[Named object pointing entries]
┏━━

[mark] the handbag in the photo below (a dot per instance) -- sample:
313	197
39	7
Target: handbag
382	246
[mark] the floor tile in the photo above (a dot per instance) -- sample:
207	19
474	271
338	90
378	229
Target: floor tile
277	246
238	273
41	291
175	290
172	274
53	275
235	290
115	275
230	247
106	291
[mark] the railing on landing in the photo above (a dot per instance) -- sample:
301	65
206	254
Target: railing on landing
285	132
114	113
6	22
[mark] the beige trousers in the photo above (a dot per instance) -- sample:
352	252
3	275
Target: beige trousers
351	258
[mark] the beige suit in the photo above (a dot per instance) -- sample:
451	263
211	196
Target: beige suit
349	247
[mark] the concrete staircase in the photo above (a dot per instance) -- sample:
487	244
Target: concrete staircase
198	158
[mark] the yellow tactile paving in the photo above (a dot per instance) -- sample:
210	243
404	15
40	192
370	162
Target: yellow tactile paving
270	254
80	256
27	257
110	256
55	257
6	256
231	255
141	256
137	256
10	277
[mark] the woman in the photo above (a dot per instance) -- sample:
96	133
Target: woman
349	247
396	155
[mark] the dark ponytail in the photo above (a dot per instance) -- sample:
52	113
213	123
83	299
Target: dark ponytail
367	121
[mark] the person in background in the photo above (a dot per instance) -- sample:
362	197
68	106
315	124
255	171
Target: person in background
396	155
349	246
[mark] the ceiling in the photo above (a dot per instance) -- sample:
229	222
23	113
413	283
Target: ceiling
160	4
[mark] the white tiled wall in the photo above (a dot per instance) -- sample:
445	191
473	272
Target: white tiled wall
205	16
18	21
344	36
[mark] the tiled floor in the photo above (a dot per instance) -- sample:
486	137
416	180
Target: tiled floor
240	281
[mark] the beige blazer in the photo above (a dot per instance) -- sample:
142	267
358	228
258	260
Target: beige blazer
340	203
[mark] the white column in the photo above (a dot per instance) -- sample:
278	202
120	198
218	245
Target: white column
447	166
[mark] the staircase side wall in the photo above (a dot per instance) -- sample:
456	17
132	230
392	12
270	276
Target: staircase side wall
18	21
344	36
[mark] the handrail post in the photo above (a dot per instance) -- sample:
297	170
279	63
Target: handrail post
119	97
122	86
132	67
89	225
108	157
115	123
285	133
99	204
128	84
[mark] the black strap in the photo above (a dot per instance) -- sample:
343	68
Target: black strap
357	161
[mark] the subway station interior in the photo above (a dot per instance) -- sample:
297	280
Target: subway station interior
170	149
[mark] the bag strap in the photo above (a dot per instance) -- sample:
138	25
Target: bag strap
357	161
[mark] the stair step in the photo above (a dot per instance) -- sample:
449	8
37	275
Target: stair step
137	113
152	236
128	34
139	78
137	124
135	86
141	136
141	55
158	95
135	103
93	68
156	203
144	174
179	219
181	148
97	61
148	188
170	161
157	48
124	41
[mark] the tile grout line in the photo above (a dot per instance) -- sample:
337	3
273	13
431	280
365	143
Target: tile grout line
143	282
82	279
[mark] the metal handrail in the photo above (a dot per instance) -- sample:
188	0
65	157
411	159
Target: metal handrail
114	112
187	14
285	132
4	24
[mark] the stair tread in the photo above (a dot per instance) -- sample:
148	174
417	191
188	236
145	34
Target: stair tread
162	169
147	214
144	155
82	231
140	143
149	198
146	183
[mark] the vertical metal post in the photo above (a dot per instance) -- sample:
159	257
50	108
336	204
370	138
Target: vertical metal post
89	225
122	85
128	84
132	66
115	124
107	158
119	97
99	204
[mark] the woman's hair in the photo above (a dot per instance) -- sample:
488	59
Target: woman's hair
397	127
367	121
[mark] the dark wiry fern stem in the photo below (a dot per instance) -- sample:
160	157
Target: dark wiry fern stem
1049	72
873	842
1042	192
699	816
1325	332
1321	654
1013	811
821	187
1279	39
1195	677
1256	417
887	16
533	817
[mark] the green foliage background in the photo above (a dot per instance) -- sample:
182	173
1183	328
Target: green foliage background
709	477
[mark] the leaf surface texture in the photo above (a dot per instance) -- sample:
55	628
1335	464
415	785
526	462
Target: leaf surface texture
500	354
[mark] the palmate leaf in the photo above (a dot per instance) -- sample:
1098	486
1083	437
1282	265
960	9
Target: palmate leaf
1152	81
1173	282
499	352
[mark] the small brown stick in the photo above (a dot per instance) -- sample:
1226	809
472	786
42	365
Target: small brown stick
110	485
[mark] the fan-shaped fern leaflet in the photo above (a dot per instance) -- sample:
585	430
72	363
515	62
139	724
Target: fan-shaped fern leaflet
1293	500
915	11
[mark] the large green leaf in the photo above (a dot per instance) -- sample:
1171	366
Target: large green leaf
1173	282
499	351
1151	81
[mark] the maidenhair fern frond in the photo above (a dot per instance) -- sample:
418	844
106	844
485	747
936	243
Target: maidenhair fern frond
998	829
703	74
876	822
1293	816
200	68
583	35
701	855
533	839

┗━━

Your task »
With both ends included, please retype exactly the lines from the line containing "[mark] the woman's" to the final line of the data.

Exercise output »
[mark] the woman's hair in the photo above (a dot per instance) -- sample:
488	59
Target: woman's hair
397	127
367	121
[mark] the dark wiry fern stem in the photo below (a dot per instance) -- sample:
160	157
Target: dark wiry fern stem
1049	72
873	842
1042	192
699	816
1325	332
1321	654
1013	811
821	187
1279	39
1195	677
1256	417
887	16
533	817
[mark] the green foliage background in the photo above (a dot per instance) -- sample:
182	173
1183	328
Target: green foliage background
709	477
[mark] the leaf surface texture in the photo above (a dot per instance) -- sample:
55	628
1335	464
415	785
526	462
Target: leaf surface texture
500	354
[mark] the palmate leaf in the photo above (a dot per instance) -- sample:
1098	486
1083	437
1282	265
960	9
Target: palmate leaf
1152	81
1173	282
499	352
[mark] the small brown stick in the photo above (a dot per instance) -- sample:
1226	809
472	786
42	365
Target: small brown stick
110	485
[mark] the fan-shaped fern leaflet in the photo above (a dot per instance) -- sample:
585	430
72	363
515	62
139	724
Target: fan-shaped fern leaflet
1293	500
915	11
[mark] the large green leaf in the photo above (a dot per instance) -- sample:
1171	366
Target: large green leaf
1173	282
499	351
1151	81
[mark] the maidenhair fern frond in the photo above (a dot per instance) -- sample:
418	844
106	844
485	747
936	243
Target: maidenhair fern frond
998	829
703	74
876	822
1293	816
200	68
583	35
701	855
533	839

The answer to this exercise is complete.